**Цель задания**
Отредактируйте фрагмент воспоминаний, начиная со слов "Вот появился ироничный" и заканчивая словами "свинговым ритмом фраз.": перепишите его целиком, заменив "стихотворца" на "поэта".

Бобышев Дмитрий: "Я здесь" (Воспоминания)
1956 год

1956 год

Перемены чувствовались и внутри, и снаружи. Мои неясные экстазы и предрекания необычного поприща получили, наконец, первое подтверждение.

Давящая твердь властей отошла на шаг, жизнь сама собой заводилась на огороженных прежде территориях, появились и выходцы из-за колючей проволоки, из мерзлой тундры партийно-советских, чекистски-кагебешных, называемых сталинскими, лагерей. Выходцы были битые, ученые этим битьем и вели себя крайне осторожно. Действовали они келейно, бумажно отвоевывая себе реабилитацию, комнату в коммуналке и пенсию либо тихую, не ответственную должность. Литераторы - в литературе: Сергей Тхоржевский стал собирать какой-то молодежный альманах, куда я в очередной раз не попал, Сергей Спасский стал одним из редакторов в "Совписе" (о книге нечего и думать), а Зелика Штейнмана приставили смотреть за молодежью в литобъединении "Промки", куда мне было самое место захаживать.

Стихи выскакивали из-под пера, удивляя меня яркой забавностью своего появления. В городе помимо литературных кружков, куда я уже мог себя считать вхожим, оказались и симпатичные компании литераторов нашего возраста, да и мы трое сами образовывали такую компанию. Завязывались знакомства.

Вот появился ироничный атлет Илья Авербах - медик, театрал, пишет стихи. Привел Додика Шраера, тоже медика, тоже стихотворца, как бы повторяющего в разбавленном виде черты старшего друга.

Сергей Вольф читал свою джазовую сказку "Колыбельная Птичьего острова", заворожил всех свинговым ритмом фраз.

Вот позвонил Марк Вайнштейн, и мы с ним бродили, читая стихи и пересекая тропы моей первой прогулки с Найманом. Тихий голос Вайнштейна произносил тихо написанные строки и строфы, которые мне казались, увы, вялыми и описательными. Ну и что? А кому-то другому они понравились даже очень. Вот он снова звонит о встрече, предлагая сообщить нечто необыкновенное.

- Ну так скажите!

- Это - не по телефону...

**Материал к заданию**

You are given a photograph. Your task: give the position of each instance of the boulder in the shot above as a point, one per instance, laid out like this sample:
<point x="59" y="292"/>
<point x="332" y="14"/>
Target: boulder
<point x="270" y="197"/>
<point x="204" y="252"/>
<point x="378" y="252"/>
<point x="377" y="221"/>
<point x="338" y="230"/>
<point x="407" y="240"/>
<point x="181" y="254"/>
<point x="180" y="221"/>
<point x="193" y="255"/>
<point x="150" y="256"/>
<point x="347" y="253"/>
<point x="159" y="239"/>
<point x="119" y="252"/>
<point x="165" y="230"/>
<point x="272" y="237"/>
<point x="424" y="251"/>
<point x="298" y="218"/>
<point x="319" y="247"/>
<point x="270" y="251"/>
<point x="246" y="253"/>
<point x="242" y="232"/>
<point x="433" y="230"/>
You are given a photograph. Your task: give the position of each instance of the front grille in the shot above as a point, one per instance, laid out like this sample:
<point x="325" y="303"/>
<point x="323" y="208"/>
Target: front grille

**Ответ к упражнению**
Вот появился ироничный атлет Илья Авербах - медик, театрал, пишет стихи. Привел Додика Шраера, тоже медика, тоже поэта, как бы повторяющего в разбавленном виде черты старшего друга.

Сергей Вольф читал свою джазовую сказку "Колыбельная Птичьего острова", заворожил всех свинговым ритмом фраз.